Set task.
Transcribe the data that follows precisely, omitting nothing.

Provided data.
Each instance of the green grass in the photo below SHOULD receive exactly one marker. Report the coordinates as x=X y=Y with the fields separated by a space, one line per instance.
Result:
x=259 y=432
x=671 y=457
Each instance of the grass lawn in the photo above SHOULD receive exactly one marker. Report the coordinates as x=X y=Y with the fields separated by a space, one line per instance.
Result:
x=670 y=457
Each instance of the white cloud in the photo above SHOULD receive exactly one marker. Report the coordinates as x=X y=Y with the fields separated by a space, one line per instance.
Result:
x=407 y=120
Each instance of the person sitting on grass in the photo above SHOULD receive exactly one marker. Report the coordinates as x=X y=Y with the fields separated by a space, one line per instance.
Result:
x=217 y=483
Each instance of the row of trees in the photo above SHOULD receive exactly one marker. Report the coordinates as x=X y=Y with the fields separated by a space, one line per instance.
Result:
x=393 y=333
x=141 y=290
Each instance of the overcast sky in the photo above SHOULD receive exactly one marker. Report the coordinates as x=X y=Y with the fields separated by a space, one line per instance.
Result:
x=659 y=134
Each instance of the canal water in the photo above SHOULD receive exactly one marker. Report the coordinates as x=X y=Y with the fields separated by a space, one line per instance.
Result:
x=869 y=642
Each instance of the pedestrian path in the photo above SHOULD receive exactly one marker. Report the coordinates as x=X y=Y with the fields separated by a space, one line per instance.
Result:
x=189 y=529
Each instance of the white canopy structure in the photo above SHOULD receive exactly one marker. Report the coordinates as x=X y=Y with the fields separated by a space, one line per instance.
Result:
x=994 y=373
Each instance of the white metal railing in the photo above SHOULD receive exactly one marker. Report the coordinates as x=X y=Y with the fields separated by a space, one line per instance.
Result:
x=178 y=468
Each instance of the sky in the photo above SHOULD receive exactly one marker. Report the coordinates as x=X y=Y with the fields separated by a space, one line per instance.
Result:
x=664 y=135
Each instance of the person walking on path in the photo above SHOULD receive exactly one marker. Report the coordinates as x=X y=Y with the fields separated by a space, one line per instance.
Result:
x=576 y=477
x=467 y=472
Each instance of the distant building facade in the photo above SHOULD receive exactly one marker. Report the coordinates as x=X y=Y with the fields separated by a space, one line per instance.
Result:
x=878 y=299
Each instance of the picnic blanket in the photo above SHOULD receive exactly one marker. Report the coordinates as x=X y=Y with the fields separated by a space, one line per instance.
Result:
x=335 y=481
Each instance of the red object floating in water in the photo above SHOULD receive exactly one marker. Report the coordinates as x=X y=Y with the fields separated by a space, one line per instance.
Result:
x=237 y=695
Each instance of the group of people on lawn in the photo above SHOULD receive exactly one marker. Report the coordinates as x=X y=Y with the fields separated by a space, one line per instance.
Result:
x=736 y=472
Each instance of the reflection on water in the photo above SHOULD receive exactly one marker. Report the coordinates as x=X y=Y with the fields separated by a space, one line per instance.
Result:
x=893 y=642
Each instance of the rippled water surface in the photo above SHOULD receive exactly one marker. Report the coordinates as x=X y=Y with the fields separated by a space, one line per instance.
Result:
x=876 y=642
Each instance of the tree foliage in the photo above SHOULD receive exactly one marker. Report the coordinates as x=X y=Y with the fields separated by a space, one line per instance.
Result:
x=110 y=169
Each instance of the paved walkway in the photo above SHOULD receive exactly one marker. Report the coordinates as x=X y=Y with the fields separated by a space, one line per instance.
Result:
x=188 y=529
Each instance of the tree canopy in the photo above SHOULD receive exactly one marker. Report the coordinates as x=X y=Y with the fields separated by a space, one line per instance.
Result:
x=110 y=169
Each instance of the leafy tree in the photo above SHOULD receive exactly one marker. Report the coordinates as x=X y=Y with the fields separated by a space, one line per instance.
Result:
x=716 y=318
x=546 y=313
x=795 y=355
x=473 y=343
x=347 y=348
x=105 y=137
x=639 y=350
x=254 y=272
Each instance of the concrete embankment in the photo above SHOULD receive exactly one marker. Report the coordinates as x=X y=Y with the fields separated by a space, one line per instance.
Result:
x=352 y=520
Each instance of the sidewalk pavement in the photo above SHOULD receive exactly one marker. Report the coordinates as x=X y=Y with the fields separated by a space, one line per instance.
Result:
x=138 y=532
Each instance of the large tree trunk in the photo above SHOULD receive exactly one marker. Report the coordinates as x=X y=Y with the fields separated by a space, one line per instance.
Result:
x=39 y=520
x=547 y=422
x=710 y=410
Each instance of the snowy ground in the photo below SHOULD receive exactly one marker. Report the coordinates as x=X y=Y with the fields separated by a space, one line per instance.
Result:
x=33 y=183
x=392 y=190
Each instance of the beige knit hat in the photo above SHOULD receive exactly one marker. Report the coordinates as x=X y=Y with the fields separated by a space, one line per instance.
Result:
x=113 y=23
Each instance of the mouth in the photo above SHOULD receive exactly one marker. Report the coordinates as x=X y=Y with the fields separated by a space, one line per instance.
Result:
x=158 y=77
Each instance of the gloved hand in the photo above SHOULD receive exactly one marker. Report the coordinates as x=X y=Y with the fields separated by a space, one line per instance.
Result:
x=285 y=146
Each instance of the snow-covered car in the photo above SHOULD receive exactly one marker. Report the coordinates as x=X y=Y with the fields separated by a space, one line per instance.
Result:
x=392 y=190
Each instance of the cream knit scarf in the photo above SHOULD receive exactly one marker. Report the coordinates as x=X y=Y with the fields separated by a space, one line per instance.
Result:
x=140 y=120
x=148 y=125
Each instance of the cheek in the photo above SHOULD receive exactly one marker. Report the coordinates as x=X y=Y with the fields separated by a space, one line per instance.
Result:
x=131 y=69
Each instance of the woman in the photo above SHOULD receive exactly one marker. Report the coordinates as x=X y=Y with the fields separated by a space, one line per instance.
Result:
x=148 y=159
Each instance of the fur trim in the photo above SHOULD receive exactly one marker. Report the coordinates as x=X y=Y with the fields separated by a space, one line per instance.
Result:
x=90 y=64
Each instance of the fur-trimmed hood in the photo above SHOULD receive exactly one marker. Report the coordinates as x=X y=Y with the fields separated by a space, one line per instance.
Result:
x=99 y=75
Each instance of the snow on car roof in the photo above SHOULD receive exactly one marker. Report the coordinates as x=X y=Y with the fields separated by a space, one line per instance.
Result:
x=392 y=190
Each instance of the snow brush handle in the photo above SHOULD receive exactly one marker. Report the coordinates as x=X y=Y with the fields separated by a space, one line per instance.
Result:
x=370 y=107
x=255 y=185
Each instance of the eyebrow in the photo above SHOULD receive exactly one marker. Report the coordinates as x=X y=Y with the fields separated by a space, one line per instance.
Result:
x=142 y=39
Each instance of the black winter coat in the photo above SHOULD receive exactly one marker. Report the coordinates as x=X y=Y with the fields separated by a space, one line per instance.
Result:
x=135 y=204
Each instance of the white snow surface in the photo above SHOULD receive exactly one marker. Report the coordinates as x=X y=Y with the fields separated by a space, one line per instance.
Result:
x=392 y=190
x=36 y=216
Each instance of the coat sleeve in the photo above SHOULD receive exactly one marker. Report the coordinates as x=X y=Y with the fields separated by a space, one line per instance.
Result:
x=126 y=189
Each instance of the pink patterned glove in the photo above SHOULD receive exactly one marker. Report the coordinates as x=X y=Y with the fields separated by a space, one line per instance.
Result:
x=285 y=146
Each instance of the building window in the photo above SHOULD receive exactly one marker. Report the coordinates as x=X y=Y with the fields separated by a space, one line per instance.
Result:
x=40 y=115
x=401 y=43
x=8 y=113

Output.
Each instance of the green grass in the photo below SHOULD receive exactly one marker. Report the coordinates as x=X y=Y with the fields separated by a space, one line per instance.
Result:
x=259 y=432
x=671 y=457
Each instance of the grass lawn in the photo above SHOULD receive exactly one marker. Report the coordinates as x=X y=Y with the fields separated by a space, one line per instance.
Result:
x=670 y=457
Each instance of the white cloud in the photo above SHOULD receive exactly one marker. Report the coordinates as x=X y=Y with the fields separated by a space, one line per instance.
Result:
x=407 y=120
Each instance of the person sitting on grass in the photo above SHOULD receive exactly one marker. Report the coordinates as x=X y=Y with the fields separated by a space, one line per instance.
Result:
x=217 y=483
Each instance of the row of trees in the photo above SHOULD receive exactly one marker. Report the coordinates as x=X y=Y with the fields separated by a space, one line per instance.
Result:
x=393 y=333
x=141 y=290
Each instance of the overcast sky in the photo above SHOULD receive exactly one marker. Report the coordinates as x=X y=Y with the fields separated by a space, one line per instance.
Result:
x=659 y=134
Each instance of the canal water in the photo above SHOULD receive exactly one marker. Report the coordinates as x=X y=Y with the fields separated by a space, one line per instance.
Result:
x=869 y=642
Each instance of the pedestrian path in the photo above SHOULD receive exactly one marker. Report the coordinates as x=X y=Y with the fields separated by a space, one line per instance.
Result:
x=189 y=529
Each instance of the white canopy structure in the photo above SHOULD receive exactly one marker. Report the coordinates as x=X y=Y with the fields separated by a space, one line per instance.
Result:
x=994 y=373
Each instance of the white metal railing in the photo above SHOULD receive exactly one marker. Report the coordinates as x=X y=Y with the fields separated by a space, one line per instance.
Result:
x=178 y=468
Each instance of the sky in the photo above SHOULD receive exactly one marker. Report the coordinates as x=X y=Y with the fields separated by a space, one line per instance.
Result:
x=664 y=135
Each instance of the person walking on path in the photo above SHOULD receive exactly one marker. Report the coordinates as x=X y=Y with the fields separated by a space, one line per instance.
Result:
x=576 y=477
x=467 y=472
Each instance of the distant building facade in the photo above SHOULD receive exactly one marker. Report the coordinates as x=X y=Y with the fields separated by a space, one line per instance.
Result:
x=878 y=299
Each instance of the picnic blanket in the photo above SHOULD receive exactly one marker. Report the coordinates as x=X y=Y with the fields separated by a space, one line per instance.
Result:
x=335 y=481
Each instance of the red object floating in water in the photo above SHOULD receive exactly one marker. Report the coordinates as x=X y=Y with the fields separated by a space, one line per instance.
Result:
x=237 y=695
Each instance of the group of people on lawn in the photo above SHOULD receive exactly one marker. Report the coordinates as x=X y=Y with the fields separated by a space, one line per instance.
Result:
x=736 y=472
Each instance of the reflection on water in the photo above SHOULD receive exactly one marker. Report the coordinates as x=X y=Y with the fields separated by a space, one line per instance.
Result:
x=893 y=642
Each instance of the rippled water surface in the photo above SHOULD receive exactly one marker. Report the coordinates as x=X y=Y with the fields separated by a space, one line per instance.
Result:
x=876 y=642
Each instance of the tree foliage in the photo above SHOULD receive exactly one marker. Report the coordinates as x=X y=Y with the fields separated by a space, one line per instance.
Result:
x=110 y=169
Each instance of the paved walkway in the photo above SHOULD receive exactly one marker. Report the coordinates as x=X y=Y with the fields separated by a space, one line per instance.
Result:
x=188 y=529
Each instance of the tree canopy in the photo above SHOULD receive exactly one marker. Report the coordinates as x=X y=Y with the fields separated by a space, one line per instance.
Result:
x=110 y=169
Each instance of the leafy tree in the photo above SHOULD receive exactly one marker. Report the coordinates as x=X y=Y with the fields separated by a space, one line per instance.
Result:
x=716 y=318
x=546 y=313
x=795 y=355
x=473 y=343
x=347 y=348
x=105 y=137
x=639 y=350
x=254 y=272
Each instance of the concrete embankment in the photo above SHOULD receive exactly one marker. Report the coordinates as x=X y=Y with the fields separated by a space, one line per instance.
Result:
x=352 y=520
Each instance of the sidewalk pavement in the photo above SHOULD receive exactly one marker. Report the coordinates as x=X y=Y with the fields separated by a space, one line per instance.
Result:
x=138 y=532
Each instance of the large tree trunk in the photo above SHOULD receive exactly one marker. Report the coordinates as x=X y=Y with the fields separated by a space, one line per instance.
Result:
x=39 y=520
x=547 y=422
x=710 y=410
Each instance of the snowy ground in the photo below SHOULD receive exactly one marker. Report the coordinates as x=X y=Y with the fields separated by a space, one line per instance.
Result:
x=33 y=183
x=392 y=190
Each instance of the beige knit hat in the photo above SHOULD receive exactly one marker. Report the coordinates as x=X y=Y with the fields separated by a space, one line per instance.
Result:
x=113 y=23
Each instance of the mouth in the photo above SHOULD receive exactly one marker. Report the coordinates as x=X y=Y with the fields separated by a space, one line per instance.
Result:
x=158 y=77
Each instance of the gloved hand in the photo above SHOULD receive exactly one marker. Report the coordinates as x=X y=Y with the fields separated by a space, one line per instance.
Result:
x=285 y=146
Each instance of the snow-covered car in the photo above SHOULD receive exactly one marker. Report the coordinates as x=X y=Y with the fields separated by a space, one line per instance.
Result:
x=392 y=190
Each instance of the cream knit scarf in the photo above SHOULD receive exactly one marker. Report the coordinates as x=X y=Y with the fields separated by a space, one line per instance.
Result:
x=140 y=120
x=148 y=125
Each instance of the cheek in the photo above SHOULD receive exactly one marker. Report the coordinates as x=X y=Y with the fields separated by a space, one line per instance.
Result:
x=131 y=69
Each instance of the woman in the photo above SHOULD receive exactly one marker. Report the coordinates as x=X y=Y with the fields separated by a space, one line per instance.
Result:
x=148 y=159
Each instance of the fur trim in the photo above SHOULD receive exactly one marker. Report the coordinates as x=X y=Y with the fields separated by a space, one line per instance.
Result:
x=90 y=64
Each instance of the fur-trimmed hood in the photo above SHOULD receive exactly one marker. Report the coordinates as x=X y=Y with the fields separated by a space, one line per instance.
Result:
x=99 y=75
Each instance of the snow on car roof in the photo above SHOULD receive exactly one marker. Report the coordinates as x=X y=Y with the fields separated by a space, one line per instance.
Result:
x=392 y=190
Each instance of the snow brush handle in the photo above SHOULD receive exactly one marker. Report the coordinates as x=X y=Y with the fields separated by a space, one line per instance.
Result:
x=370 y=107
x=255 y=185
Each instance of the eyebrow in the photo above SHOULD receive exactly one marker. Report the coordinates as x=X y=Y with the fields separated by a space, one line per instance.
Result:
x=142 y=39
Each instance of the black winter coat in the photo above SHOULD receive exactly one marker. Report the coordinates as x=X y=Y with the fields separated by a space, one line per instance.
Result:
x=135 y=204
Each instance of the white snow surface in the photo above SHOULD receive exactly one marker. Report the coordinates as x=X y=Y with the fields separated by a space, one line per instance.
Result:
x=392 y=190
x=36 y=216
Each instance of the coat sleeve in the photo above SHOULD receive exactly one marker. Report the coordinates as x=X y=Y with the fields separated by a space, one line per instance.
Result:
x=126 y=189
Each instance of the pink patterned glove in the photo above SHOULD receive exactly one marker. Report the coordinates as x=X y=Y with the fields separated by a space, one line per instance.
Result:
x=285 y=146
Each instance of the building window in the photo above SHOULD receive exactly one marker. Report the coordinates as x=X y=Y with the fields separated by a space, one line per instance.
Result:
x=40 y=115
x=401 y=43
x=8 y=113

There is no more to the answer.